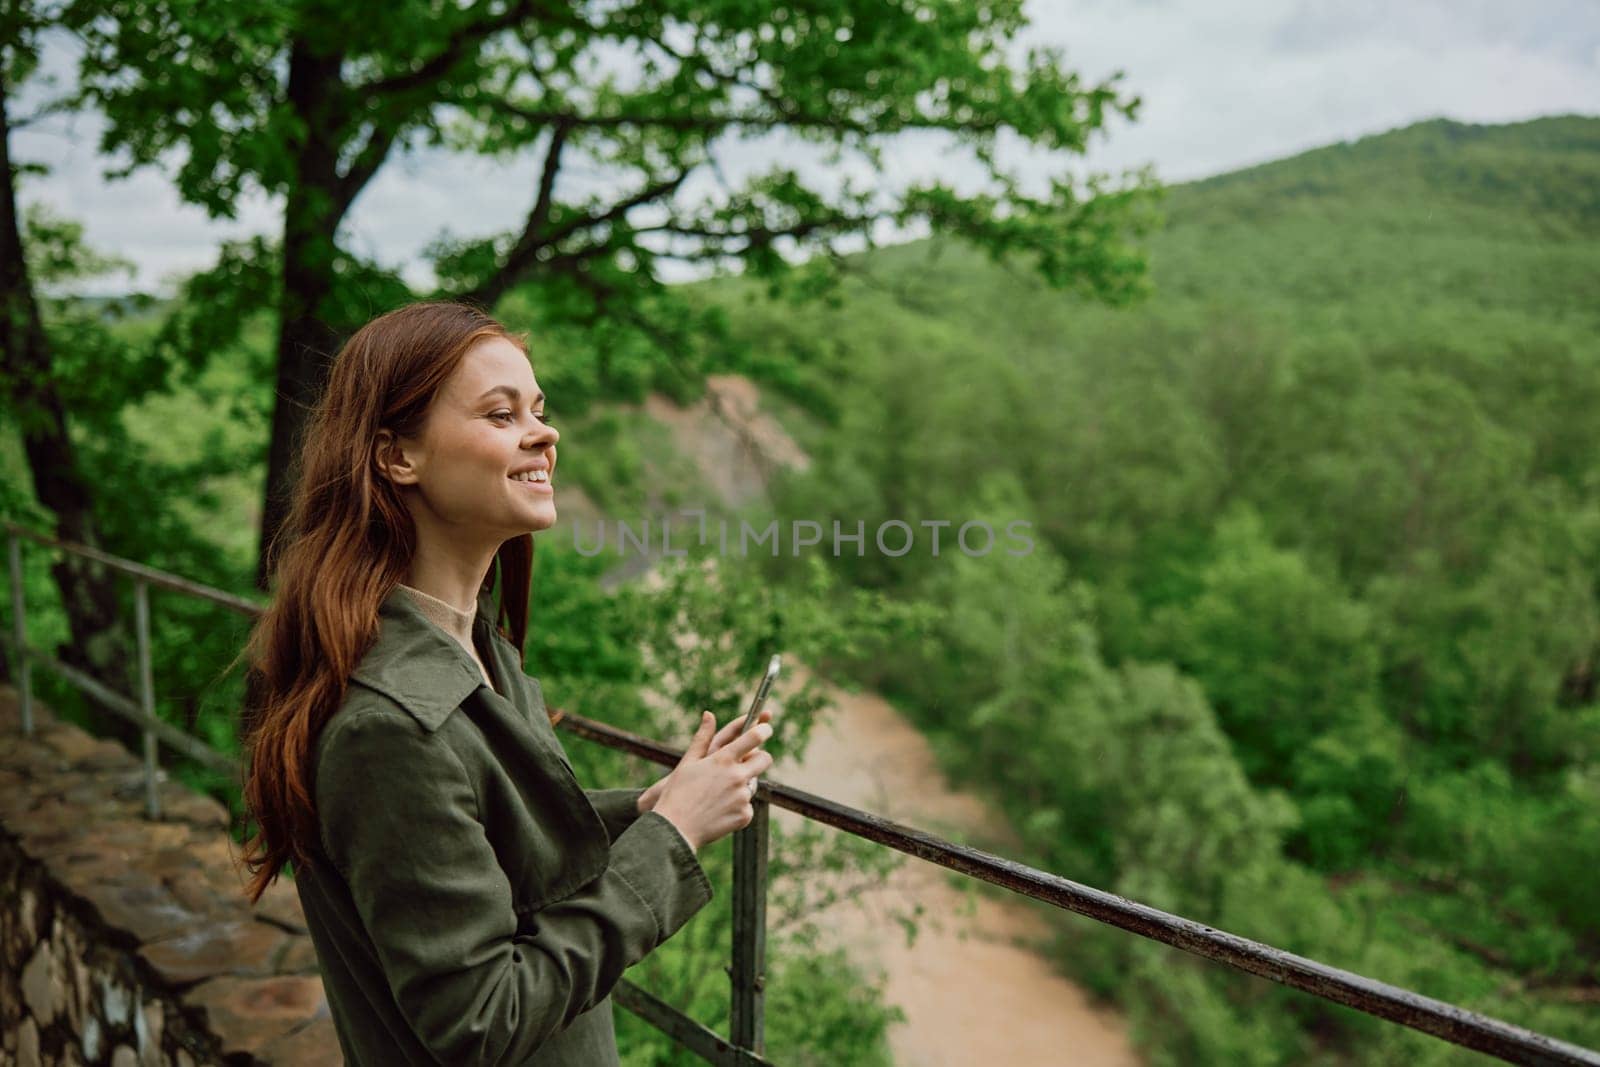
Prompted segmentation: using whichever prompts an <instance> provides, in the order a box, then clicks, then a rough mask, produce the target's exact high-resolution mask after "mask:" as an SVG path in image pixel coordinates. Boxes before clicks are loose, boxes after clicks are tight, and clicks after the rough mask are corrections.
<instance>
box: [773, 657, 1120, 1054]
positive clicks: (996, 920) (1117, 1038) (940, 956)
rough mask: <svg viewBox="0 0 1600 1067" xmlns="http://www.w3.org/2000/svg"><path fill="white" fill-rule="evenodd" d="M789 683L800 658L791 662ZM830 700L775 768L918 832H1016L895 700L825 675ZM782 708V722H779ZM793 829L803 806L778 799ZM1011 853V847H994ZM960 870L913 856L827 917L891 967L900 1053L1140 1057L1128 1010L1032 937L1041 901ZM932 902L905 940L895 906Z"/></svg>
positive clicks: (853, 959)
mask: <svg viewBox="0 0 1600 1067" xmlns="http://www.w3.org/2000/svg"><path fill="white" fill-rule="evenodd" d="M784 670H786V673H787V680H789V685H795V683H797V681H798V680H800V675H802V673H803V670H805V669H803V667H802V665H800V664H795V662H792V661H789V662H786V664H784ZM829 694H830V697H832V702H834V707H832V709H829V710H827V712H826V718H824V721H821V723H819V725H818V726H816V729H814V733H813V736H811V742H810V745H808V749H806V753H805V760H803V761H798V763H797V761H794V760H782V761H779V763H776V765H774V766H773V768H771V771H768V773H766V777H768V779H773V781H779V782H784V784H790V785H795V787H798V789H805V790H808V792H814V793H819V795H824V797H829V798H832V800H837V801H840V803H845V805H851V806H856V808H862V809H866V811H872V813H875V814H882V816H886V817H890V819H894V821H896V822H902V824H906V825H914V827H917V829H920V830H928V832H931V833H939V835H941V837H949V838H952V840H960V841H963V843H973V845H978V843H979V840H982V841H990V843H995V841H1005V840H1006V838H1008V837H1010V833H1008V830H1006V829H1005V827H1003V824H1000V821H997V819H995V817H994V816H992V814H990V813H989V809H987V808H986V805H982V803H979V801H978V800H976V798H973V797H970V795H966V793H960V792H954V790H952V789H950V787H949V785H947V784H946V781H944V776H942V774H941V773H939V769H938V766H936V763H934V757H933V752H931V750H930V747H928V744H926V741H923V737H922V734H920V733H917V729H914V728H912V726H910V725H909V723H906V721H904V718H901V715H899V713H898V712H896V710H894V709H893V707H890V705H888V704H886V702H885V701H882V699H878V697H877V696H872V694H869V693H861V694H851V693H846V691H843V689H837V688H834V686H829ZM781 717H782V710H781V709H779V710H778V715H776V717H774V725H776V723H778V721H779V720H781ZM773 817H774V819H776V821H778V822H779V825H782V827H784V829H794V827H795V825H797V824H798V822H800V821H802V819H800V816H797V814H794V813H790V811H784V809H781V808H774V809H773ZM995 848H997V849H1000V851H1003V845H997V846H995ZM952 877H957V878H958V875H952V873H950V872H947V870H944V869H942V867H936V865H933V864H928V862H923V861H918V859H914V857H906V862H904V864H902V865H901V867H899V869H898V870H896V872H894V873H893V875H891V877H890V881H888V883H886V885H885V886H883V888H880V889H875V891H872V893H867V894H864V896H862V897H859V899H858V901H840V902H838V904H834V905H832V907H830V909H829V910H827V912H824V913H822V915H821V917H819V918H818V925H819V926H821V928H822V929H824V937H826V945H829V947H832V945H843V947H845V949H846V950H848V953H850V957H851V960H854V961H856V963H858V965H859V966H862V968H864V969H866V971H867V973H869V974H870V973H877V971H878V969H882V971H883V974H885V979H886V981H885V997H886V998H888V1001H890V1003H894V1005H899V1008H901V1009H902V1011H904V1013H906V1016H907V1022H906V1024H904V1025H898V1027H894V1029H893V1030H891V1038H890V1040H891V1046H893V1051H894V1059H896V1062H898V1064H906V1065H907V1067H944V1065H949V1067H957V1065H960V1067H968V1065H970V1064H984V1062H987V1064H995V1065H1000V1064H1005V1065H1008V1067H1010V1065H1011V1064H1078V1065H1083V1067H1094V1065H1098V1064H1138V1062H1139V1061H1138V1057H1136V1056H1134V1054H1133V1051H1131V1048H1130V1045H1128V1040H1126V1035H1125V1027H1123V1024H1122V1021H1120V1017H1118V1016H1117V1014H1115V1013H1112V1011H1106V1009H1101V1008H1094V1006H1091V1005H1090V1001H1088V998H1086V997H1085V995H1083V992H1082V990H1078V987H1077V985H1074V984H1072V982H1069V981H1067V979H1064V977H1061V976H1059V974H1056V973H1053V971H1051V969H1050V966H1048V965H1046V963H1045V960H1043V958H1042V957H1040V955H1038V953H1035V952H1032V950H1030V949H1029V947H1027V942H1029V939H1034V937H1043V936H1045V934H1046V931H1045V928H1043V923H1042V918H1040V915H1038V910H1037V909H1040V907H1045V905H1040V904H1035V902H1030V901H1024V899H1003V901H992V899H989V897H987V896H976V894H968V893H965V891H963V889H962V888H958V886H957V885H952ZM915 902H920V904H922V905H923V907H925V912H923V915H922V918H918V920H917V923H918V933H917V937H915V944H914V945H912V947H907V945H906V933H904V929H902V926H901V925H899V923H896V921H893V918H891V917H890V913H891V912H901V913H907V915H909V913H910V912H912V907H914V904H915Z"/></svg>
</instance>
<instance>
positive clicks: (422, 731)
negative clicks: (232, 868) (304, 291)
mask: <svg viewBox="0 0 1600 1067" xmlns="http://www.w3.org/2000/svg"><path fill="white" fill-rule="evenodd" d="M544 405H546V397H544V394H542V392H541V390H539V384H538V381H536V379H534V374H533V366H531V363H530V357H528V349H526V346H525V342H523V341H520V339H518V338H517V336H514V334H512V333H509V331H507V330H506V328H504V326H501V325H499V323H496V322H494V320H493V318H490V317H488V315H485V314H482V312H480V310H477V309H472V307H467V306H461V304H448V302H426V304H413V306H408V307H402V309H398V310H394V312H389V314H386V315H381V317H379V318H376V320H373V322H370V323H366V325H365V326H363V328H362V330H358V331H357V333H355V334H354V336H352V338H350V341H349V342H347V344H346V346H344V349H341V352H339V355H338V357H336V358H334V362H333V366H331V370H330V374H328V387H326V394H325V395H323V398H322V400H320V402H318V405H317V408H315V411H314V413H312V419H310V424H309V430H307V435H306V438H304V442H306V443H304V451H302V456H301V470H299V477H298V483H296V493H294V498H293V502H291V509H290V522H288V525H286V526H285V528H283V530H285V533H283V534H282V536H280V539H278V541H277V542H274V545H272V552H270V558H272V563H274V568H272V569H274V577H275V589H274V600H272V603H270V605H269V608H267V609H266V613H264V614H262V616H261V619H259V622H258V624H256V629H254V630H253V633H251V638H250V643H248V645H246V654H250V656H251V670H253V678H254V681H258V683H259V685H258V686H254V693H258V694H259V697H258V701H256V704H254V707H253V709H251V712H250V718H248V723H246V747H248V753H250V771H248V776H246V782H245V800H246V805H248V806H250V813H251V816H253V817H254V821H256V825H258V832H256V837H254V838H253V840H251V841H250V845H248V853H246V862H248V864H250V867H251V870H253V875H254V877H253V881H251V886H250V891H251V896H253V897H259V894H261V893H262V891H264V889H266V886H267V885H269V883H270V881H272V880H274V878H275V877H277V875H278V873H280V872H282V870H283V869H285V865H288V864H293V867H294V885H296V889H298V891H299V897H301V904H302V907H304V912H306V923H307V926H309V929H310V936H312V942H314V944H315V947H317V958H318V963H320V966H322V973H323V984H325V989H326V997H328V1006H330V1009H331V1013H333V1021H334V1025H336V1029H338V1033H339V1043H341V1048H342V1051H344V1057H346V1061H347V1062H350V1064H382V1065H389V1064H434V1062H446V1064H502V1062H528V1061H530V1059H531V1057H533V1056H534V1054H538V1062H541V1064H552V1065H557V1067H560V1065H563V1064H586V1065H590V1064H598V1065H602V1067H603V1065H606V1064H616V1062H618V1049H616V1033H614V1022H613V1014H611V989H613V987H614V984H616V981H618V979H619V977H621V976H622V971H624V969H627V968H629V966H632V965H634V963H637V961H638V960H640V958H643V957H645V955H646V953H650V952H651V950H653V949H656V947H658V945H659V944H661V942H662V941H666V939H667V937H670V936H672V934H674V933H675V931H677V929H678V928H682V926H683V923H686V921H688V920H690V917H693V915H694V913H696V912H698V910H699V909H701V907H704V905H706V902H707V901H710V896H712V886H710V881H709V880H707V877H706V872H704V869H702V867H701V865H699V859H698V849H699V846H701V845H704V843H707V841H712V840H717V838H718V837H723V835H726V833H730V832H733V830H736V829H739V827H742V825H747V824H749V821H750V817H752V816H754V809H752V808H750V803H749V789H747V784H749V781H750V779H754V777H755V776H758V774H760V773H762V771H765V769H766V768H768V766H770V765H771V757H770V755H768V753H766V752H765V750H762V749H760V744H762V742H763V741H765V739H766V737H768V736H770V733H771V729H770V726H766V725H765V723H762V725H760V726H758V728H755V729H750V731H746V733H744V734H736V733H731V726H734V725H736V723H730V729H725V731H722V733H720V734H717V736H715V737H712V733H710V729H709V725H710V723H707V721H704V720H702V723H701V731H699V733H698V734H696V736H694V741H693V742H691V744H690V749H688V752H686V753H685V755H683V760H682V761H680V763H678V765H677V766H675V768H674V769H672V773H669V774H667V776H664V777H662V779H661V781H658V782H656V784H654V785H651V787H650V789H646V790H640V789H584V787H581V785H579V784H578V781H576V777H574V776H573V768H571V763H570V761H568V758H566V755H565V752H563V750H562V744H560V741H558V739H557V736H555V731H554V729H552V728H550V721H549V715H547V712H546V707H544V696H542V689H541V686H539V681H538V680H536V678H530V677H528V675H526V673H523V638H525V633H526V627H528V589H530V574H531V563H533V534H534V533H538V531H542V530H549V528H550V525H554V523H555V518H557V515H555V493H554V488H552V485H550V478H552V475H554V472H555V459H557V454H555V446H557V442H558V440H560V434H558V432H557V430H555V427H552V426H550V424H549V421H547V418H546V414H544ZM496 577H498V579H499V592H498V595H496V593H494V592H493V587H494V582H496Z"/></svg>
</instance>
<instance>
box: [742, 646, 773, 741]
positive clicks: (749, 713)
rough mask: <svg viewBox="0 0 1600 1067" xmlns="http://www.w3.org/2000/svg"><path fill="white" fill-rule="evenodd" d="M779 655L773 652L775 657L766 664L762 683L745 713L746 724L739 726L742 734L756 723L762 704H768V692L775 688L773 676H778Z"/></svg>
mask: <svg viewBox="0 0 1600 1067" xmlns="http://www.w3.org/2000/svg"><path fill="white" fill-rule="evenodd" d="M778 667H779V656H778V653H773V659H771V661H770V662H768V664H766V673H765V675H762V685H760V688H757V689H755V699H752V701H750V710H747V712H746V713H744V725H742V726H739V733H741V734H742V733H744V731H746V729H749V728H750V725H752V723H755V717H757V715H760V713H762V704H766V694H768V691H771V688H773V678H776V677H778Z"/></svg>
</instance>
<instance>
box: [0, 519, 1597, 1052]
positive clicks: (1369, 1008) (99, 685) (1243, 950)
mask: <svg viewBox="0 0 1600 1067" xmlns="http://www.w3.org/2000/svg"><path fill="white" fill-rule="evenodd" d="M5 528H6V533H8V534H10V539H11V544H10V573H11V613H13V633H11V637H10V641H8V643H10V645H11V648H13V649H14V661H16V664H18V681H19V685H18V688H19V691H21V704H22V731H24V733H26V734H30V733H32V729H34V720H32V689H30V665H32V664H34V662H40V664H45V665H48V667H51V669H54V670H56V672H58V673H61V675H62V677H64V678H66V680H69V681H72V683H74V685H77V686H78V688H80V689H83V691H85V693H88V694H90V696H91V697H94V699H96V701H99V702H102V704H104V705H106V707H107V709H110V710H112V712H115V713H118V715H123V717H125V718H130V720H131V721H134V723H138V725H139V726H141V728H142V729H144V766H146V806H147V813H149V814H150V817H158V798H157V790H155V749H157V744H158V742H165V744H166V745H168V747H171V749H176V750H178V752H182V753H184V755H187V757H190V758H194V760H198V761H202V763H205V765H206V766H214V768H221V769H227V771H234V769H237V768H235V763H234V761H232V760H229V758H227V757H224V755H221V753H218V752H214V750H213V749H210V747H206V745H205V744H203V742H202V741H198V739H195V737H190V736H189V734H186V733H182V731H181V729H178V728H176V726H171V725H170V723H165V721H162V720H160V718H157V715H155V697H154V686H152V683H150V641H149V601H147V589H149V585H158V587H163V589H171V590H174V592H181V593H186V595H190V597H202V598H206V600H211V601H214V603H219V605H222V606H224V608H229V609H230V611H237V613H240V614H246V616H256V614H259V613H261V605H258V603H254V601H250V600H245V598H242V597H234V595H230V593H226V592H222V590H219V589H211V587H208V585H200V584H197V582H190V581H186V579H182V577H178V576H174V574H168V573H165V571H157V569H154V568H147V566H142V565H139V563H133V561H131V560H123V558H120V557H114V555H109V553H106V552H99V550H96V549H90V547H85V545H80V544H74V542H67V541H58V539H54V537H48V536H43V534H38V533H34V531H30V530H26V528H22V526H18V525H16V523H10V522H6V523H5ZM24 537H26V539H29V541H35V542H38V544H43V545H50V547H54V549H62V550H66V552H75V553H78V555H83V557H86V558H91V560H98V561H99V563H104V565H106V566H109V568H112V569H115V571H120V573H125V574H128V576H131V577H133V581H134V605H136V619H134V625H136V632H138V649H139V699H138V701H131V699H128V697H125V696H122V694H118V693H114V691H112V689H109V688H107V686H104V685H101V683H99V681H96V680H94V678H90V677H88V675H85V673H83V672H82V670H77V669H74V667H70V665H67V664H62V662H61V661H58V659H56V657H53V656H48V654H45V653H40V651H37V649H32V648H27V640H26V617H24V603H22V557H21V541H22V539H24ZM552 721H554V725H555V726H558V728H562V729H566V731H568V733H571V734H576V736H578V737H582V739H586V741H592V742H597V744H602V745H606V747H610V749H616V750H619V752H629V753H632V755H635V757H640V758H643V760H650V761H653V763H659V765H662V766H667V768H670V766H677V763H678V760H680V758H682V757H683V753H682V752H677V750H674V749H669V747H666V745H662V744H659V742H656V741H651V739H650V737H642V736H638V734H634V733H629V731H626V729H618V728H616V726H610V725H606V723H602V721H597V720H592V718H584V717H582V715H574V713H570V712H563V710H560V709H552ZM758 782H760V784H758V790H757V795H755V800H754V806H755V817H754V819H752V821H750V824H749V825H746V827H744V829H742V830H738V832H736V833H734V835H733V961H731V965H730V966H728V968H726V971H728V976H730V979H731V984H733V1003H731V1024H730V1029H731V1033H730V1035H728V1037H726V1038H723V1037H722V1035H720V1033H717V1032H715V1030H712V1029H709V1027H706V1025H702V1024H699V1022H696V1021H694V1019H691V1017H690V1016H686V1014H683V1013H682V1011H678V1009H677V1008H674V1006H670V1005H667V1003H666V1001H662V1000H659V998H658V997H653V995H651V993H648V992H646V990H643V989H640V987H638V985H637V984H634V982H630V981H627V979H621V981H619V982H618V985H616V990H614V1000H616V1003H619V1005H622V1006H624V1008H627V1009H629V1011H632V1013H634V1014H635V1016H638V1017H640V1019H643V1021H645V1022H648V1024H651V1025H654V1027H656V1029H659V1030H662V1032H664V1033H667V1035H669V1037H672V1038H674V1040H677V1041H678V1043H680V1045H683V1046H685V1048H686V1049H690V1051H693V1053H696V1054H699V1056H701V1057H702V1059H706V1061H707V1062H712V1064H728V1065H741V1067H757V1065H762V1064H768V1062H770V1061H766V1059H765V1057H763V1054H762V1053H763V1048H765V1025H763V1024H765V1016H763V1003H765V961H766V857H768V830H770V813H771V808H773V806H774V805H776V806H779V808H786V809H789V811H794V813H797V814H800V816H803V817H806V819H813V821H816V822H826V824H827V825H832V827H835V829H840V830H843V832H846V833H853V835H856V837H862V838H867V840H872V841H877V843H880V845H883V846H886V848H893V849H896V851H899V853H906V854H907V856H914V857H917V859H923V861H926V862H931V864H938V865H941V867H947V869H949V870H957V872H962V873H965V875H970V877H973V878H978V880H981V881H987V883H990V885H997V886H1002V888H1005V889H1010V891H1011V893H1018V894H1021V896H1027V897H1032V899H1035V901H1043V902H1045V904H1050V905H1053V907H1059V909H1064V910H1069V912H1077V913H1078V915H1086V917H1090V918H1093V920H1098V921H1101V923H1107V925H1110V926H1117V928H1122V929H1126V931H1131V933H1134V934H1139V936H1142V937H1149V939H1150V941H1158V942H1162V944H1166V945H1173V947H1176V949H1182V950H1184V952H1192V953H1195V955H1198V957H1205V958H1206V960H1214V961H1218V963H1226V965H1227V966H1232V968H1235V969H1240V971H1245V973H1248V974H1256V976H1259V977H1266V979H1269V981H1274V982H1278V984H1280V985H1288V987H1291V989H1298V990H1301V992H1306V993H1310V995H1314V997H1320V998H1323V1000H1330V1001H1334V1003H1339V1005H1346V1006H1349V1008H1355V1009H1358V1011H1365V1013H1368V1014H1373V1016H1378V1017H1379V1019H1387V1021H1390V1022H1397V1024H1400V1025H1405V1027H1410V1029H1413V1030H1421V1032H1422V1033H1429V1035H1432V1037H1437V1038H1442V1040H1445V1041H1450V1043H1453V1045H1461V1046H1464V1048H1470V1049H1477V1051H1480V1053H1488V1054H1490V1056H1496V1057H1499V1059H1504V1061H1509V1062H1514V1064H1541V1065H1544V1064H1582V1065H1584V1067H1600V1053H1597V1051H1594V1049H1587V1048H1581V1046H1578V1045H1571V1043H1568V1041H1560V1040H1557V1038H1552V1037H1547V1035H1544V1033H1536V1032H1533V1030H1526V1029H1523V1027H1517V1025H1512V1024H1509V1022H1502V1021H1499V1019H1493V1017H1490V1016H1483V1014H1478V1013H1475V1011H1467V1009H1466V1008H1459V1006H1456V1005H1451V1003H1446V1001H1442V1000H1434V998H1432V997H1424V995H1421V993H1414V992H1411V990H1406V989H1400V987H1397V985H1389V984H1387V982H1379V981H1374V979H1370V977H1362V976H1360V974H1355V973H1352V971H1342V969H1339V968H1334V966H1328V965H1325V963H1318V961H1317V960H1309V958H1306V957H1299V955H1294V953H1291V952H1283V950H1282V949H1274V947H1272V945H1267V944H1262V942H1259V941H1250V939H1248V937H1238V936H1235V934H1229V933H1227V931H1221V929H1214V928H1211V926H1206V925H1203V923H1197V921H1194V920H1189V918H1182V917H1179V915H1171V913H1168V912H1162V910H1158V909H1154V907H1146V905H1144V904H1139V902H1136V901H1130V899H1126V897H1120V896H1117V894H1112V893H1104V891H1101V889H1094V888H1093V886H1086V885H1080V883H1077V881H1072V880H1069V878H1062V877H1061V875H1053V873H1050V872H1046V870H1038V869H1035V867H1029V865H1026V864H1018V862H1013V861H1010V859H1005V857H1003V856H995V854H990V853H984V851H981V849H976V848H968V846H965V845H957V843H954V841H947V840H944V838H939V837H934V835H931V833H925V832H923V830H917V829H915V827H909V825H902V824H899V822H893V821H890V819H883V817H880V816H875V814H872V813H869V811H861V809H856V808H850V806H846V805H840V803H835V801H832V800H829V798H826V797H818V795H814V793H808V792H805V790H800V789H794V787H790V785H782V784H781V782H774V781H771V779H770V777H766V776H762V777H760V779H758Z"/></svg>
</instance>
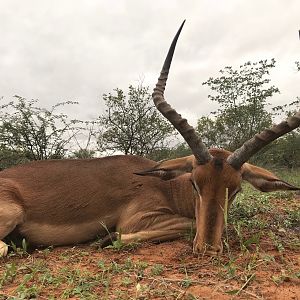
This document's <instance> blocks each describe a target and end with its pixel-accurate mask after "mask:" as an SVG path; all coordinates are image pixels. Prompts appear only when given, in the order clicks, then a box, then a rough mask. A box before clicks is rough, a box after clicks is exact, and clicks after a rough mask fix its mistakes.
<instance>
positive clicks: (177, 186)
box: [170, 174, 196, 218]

## Activity
Change "rough mask" to "coarse mask" everywhere in the records from the start down through the line containing "positive clicks: (853, 959)", and give those lines again with nothing else altered. Leave the pictures out of your answer.

## Solution to the exercise
Prompted segmentation: using whichever prompts an <instance> provides, in the order a box, then clicks, then a coarse mask, produce the target's exact high-resolution mask after "mask:" as an SVG path in image pixel coordinates. Boxes before clicks are loose, boxes after clicks are tight, and clicks after the coarse mask are corrections.
<instance>
box: [773, 657, 1120, 1054]
positive clicks: (996, 920) (1117, 1038) (940, 956)
coarse mask: <svg viewBox="0 0 1600 1067" xmlns="http://www.w3.org/2000/svg"><path fill="white" fill-rule="evenodd" d="M789 683L800 658L791 662ZM830 700L775 768L918 832H1016L895 700L825 675ZM782 708V722H779ZM793 829L803 806L778 799ZM1011 853V847H994ZM960 870L913 856L827 917L891 967L900 1053L1140 1057L1128 1010L1032 937L1041 901ZM932 902L905 940L895 906Z"/></svg>
positive clicks: (853, 959)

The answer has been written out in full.